───── RAW DATA ─────

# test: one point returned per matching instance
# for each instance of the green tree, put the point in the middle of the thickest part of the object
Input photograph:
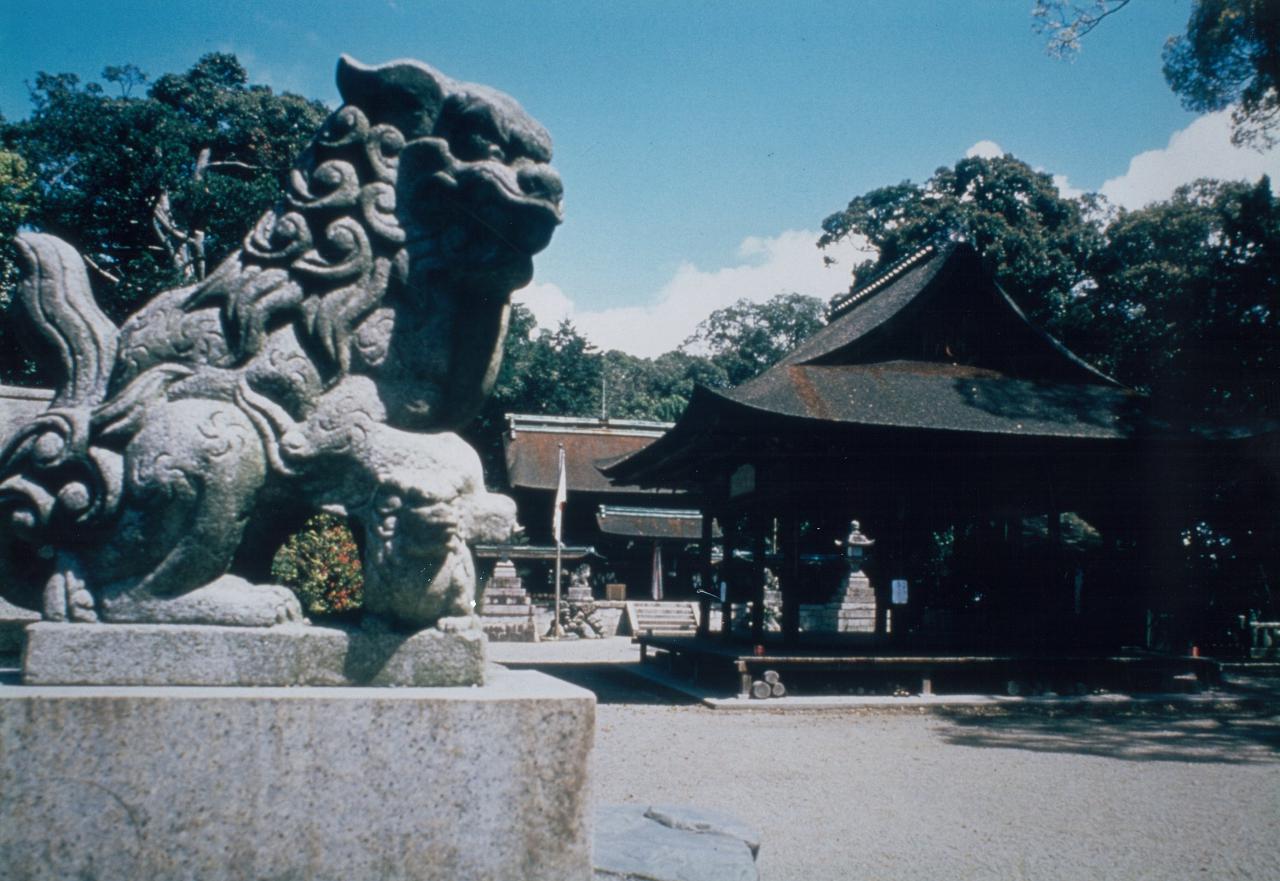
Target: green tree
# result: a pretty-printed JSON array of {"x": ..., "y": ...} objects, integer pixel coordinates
[
  {"x": 656, "y": 388},
  {"x": 746, "y": 338},
  {"x": 554, "y": 373},
  {"x": 1230, "y": 55},
  {"x": 1187, "y": 299},
  {"x": 17, "y": 199},
  {"x": 155, "y": 190},
  {"x": 1036, "y": 241}
]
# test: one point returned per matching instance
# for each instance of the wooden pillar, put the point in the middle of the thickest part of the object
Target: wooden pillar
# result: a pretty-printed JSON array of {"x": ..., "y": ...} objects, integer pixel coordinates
[
  {"x": 730, "y": 529},
  {"x": 790, "y": 580},
  {"x": 759, "y": 528},
  {"x": 1057, "y": 560},
  {"x": 708, "y": 573}
]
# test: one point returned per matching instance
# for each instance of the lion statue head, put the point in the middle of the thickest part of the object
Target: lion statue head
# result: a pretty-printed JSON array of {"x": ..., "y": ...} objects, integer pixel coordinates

─────

INSTRUCTION
Reproduce all of the records above in full, offsetting every x and y coordinate in the answers by 122. Leave the pictures out of your reproduction.

SOLUTION FOR THIS EXERCISE
# test: one point returned per matching instance
# for each instance of the green tree, put the point in the middle of the thickest part of the object
Input photograph:
Target: green tree
# result: a pretty-printed JSON array of {"x": ..., "y": ...} objects, integer pixel coordinates
[
  {"x": 778, "y": 510},
  {"x": 868, "y": 460},
  {"x": 676, "y": 495},
  {"x": 1352, "y": 177},
  {"x": 1309, "y": 421},
  {"x": 139, "y": 321},
  {"x": 277, "y": 312},
  {"x": 1158, "y": 363}
]
# test: one point returned per matching instance
# for each instance of the wooden pillar, put the point in the middle of the thickest part of the object
Target: wooden pillar
# result: a pretty-printed JSON array of {"x": ..., "y": ...} objects, integer pixel coordinates
[
  {"x": 852, "y": 651},
  {"x": 912, "y": 702},
  {"x": 881, "y": 650},
  {"x": 1179, "y": 682},
  {"x": 830, "y": 695}
]
# test: one point returned per matching instance
# for each instance of the lion statue head, put the point in the middle of the thickest part of the object
Target: lion statue head
# result: a pretty-printed JSON array of {"x": ..., "y": ...} objects, integer pixel coordinates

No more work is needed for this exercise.